[[ Dataset excerpts, beginning ]]

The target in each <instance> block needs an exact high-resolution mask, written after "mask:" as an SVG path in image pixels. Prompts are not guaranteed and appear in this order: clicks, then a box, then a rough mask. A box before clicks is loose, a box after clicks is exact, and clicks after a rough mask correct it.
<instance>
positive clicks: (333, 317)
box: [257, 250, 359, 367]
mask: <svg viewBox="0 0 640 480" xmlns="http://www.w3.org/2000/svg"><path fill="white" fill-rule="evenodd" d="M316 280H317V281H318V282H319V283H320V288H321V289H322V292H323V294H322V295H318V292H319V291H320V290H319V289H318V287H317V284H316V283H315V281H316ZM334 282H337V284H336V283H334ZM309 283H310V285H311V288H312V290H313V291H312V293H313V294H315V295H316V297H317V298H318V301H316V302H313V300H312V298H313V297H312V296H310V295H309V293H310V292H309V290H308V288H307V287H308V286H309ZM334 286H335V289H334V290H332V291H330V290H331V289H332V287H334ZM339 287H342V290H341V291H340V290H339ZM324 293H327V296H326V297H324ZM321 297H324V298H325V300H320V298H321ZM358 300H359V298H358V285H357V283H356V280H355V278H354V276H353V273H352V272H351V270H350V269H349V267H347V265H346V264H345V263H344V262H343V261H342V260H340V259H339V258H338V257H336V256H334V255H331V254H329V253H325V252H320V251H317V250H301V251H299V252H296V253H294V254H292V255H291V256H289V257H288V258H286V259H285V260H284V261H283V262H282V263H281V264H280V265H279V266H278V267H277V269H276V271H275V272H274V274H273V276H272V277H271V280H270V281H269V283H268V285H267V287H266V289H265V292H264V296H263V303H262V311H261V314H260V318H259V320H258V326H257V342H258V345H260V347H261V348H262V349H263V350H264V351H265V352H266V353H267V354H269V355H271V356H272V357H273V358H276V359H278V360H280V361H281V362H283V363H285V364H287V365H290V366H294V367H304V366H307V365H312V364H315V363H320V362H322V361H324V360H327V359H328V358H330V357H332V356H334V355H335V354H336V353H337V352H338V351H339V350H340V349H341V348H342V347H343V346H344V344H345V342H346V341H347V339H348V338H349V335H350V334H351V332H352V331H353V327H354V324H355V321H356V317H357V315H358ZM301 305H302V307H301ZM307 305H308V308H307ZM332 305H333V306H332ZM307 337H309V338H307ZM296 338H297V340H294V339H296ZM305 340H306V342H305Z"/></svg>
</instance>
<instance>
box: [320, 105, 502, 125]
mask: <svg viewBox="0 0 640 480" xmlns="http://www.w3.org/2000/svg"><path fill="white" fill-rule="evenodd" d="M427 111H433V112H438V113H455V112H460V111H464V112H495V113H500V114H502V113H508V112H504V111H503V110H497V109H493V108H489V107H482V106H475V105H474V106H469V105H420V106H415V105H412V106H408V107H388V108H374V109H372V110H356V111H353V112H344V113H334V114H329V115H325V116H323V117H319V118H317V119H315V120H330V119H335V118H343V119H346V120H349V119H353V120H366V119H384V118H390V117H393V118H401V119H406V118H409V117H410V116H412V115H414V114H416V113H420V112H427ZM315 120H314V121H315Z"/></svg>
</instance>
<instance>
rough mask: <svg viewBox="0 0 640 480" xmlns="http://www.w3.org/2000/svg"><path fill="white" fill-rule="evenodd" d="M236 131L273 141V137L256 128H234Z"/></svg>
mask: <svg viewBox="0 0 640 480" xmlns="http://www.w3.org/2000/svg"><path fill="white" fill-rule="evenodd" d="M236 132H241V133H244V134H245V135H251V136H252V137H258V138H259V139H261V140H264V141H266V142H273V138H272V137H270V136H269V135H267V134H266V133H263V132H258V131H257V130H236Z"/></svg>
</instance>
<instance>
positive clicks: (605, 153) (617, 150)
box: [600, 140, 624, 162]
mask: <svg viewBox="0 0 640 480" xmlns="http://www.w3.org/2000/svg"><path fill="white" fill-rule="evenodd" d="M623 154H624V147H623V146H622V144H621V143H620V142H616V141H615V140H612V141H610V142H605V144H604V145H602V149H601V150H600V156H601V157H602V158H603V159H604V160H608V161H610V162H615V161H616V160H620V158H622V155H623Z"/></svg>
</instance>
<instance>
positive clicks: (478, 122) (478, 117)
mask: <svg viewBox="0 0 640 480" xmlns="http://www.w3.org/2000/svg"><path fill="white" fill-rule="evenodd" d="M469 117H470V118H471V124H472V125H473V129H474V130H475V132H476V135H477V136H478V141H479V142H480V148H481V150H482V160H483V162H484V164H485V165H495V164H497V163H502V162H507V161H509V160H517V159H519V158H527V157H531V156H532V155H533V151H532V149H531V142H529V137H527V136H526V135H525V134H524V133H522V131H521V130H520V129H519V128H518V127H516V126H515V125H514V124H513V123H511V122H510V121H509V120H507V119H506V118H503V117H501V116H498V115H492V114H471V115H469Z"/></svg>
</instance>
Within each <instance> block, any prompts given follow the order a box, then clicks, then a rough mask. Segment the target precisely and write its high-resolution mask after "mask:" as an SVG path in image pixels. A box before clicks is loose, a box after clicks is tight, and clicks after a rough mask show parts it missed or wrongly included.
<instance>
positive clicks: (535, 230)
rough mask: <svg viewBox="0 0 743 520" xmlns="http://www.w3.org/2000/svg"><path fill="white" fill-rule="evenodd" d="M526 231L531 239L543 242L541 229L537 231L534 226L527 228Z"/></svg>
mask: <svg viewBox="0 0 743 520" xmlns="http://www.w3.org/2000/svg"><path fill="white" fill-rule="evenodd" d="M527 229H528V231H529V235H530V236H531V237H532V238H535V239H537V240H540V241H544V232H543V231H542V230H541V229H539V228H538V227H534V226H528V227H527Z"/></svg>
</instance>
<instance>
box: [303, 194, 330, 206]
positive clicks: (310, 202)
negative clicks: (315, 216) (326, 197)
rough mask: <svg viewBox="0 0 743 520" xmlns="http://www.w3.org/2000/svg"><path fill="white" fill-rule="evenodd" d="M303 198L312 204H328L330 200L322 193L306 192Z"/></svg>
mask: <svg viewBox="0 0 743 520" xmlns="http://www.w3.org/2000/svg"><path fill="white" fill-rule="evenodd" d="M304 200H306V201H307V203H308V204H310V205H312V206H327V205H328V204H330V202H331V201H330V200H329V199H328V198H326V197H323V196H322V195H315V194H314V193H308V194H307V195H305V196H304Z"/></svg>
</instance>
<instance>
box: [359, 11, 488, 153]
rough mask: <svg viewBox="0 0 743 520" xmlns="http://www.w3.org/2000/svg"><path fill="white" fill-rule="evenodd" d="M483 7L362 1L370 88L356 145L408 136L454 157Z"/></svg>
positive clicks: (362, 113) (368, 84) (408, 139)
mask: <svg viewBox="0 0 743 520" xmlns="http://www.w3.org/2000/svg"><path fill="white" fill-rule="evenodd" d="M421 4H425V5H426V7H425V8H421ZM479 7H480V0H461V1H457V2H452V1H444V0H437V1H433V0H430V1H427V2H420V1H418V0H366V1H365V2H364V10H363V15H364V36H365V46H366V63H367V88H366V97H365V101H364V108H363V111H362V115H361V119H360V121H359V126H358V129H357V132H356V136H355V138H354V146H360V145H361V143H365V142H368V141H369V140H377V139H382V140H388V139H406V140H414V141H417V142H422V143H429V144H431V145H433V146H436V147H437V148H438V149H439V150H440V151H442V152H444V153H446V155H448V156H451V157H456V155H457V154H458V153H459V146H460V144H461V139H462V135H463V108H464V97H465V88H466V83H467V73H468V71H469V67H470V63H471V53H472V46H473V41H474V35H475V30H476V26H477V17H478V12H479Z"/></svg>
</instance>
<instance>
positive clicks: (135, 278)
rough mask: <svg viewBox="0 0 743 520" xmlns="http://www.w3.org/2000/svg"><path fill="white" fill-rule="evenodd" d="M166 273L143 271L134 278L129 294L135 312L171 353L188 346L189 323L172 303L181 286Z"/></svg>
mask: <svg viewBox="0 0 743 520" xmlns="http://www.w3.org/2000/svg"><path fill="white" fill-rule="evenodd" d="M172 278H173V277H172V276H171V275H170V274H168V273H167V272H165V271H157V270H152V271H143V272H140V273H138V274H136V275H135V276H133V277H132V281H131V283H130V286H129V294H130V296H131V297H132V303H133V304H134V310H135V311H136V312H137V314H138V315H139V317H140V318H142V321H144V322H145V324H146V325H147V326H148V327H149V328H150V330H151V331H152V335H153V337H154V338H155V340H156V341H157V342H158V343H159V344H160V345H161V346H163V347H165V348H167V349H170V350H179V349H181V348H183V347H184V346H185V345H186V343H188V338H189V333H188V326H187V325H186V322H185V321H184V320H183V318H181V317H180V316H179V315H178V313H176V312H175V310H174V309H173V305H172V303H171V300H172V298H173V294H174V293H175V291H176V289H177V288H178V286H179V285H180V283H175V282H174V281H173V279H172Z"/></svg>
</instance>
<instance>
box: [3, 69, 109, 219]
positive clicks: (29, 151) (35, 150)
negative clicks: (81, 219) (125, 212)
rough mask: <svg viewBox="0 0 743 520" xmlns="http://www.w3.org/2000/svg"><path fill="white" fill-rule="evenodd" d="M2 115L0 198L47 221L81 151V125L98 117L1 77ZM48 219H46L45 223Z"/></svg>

[[ Dataset excerpts, end ]]

Work required. Gather every line above that contains the string "negative" and copy each one out in full.

Answer space.
negative clicks: (315, 216) (326, 197)
negative clicks: (81, 219) (125, 212)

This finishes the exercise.